A cool portrait of a conscientious objector shop steward in the first tweet, with an excellent reveal in the 2nd tweet.
I also finally read Max Haiven's Art After Money, Money After Art, and I reckon I'm going to be thinking about it for a while. A quote:
"I am most interested in the way art functions in what Gregory Sholette calls the "dark matter," the hidden mass of creativity in society at large on which the "art world" depends but that it does not include. These include all those heavily indebted art students who will never see their name on a gallery wall (as either patron or patronized), all of those so-called amateurs, hobbyists and tinkerers whose creative labor will never be valorized, and especially all those sly activists, vengeful tricksters, weaponized malcontents and communist hackers who leverage "art" toward radical ends, or even simply in the name of a yet un-foreclosed possibility of freedom or joy."
(emphasis mine)
Cool photography game by Jonathan West.
I suspect this opinion may be heretical to MBV fans, but I think this is the best thing Kevin Shields ever did.
The further reading list was going to be longer than that, but a substantial chunk of it was links to smart people saying smart things about AI, and I think I've reached the point where I thoroughly resent having to devote any time or thought to the topic at all. It doesn't solve any problems I have (or, for that matter, the problems its proponents claim it will solve), it's obscenely resource intensive for what it actually does, it's already being used as a stick to beat organised labour...
I'm going to go outside and listen to the birds instead, remind myself there is a world outside venture capitalist tech bullshit. Take care out there.

## Given task 1
Decide whether each statement agrees with the source passage, answering yes or no and quoting the exact words that settle it.
(a) The writer names Max Haiven as the author of Art After Money, Money After Art.
(b) The passage credits the idea of "dark matter" to Jonathan West.
(c) The writer intends to go outside and listen to the birds.
## Given task 2
According to the source passage, who made the photography game that the writer recommends?

## Data extract
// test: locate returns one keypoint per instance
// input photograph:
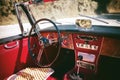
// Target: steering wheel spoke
(47, 50)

## Exercise output 1
(a) Yes: "I also finally read Max Haiven's Art After Money, Money After Art"
(b) No: "what Gregory Sholette calls the "dark matter,""
(c) Yes: "I'm going to go outside and listen to the birds instead"

## Exercise output 2
Jonathan West.